OBJECTIVE
Copy the listing verbatim, from its first line through the line containing "(483, 102), (644, 307)", with both ends included.

RECORD SET
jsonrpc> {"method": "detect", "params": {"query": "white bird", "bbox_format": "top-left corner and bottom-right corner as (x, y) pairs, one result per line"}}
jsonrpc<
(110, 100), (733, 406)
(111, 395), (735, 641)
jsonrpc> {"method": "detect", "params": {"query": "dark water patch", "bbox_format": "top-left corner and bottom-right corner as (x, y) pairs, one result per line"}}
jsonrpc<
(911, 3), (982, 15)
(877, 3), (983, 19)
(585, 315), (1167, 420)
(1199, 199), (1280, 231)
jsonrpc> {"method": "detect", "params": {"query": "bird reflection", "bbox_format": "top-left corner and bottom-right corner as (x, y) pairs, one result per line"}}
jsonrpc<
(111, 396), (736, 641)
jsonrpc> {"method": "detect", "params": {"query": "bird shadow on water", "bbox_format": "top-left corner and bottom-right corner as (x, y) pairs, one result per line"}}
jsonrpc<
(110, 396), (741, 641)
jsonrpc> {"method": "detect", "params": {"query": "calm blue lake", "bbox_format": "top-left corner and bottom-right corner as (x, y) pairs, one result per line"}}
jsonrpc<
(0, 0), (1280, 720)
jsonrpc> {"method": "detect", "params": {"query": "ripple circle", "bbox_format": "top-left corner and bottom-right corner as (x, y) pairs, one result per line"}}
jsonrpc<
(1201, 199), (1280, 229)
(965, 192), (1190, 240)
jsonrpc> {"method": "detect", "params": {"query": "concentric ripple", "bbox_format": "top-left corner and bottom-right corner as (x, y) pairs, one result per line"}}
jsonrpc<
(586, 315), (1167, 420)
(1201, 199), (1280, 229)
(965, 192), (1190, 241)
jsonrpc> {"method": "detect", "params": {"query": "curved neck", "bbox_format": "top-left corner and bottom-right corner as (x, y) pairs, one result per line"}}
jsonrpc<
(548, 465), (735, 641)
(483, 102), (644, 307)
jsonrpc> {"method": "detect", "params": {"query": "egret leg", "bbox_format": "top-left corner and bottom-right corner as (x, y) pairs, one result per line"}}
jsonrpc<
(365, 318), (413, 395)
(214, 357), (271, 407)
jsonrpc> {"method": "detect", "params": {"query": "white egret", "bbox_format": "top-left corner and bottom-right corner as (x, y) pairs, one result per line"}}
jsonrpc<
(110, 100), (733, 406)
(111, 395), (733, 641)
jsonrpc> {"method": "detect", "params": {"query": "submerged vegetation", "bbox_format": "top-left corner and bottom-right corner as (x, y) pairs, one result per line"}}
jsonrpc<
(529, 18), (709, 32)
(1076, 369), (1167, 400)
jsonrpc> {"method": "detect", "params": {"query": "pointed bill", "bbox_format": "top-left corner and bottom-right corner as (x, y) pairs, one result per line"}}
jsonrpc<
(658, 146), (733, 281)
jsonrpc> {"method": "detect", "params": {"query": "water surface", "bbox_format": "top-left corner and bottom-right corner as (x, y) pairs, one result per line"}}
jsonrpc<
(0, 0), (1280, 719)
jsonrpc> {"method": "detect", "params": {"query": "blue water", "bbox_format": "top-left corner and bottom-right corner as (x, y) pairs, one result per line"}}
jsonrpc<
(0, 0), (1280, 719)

FULL ANSWER
jsonrpc> {"method": "detect", "params": {"query": "white bird", "bbox_format": "top-left corner and bottom-right corner as (x, y) pairs, one result per line"}}
jsonrpc<
(110, 100), (733, 406)
(111, 395), (735, 641)
jsonrpc> {"method": "detect", "params": {"query": "dark water patch", "bbox_format": "top-left corner and bottom-right corner as (x, y) pairs, one result per line"}}
jsonrpc<
(911, 3), (982, 15)
(877, 3), (983, 19)
(585, 315), (1167, 420)
(1199, 199), (1280, 231)
jsonrpc> {"method": "detect", "params": {"query": "bird reflection", "bbox_format": "top-left corner and bottom-right corner as (x, y) pairs, one result per line"}}
jsonrpc<
(111, 396), (736, 641)
jsonrpc> {"method": "detect", "params": {"query": "bird shadow on water", "bbox_format": "top-left corner and bottom-right corner as (x, y) pairs, one result per line"}}
jsonrpc<
(110, 396), (741, 641)
jsonrpc> {"method": "detect", "params": {"query": "calm blue lake", "bbox_format": "top-left corner and bottom-right corner as (x, y) pairs, one result per line"}}
jsonrpc<
(0, 0), (1280, 720)
jsonrpc> {"method": "detect", "params": {"query": "ripple circle", "bbox_format": "top-left corner and bottom-right corner as (x, y) pairs, one result per line"}}
jsonrpc<
(1201, 199), (1280, 229)
(965, 192), (1190, 240)
jsonrpc> {"method": "detect", "params": {"query": "concentric ripple", "bbox_format": "top-left corner and bottom-right corner as (x, y) pairs, one result per line"}}
jsonrpc<
(586, 315), (1167, 420)
(1201, 199), (1280, 229)
(965, 192), (1190, 241)
jsonrpc> {"method": "detect", "params": {"query": "curved neck", "bbox_format": "top-left corner and bottom-right corner as (x, y) pairs, one result per line"}}
jsonrpc<
(548, 465), (735, 641)
(483, 102), (644, 307)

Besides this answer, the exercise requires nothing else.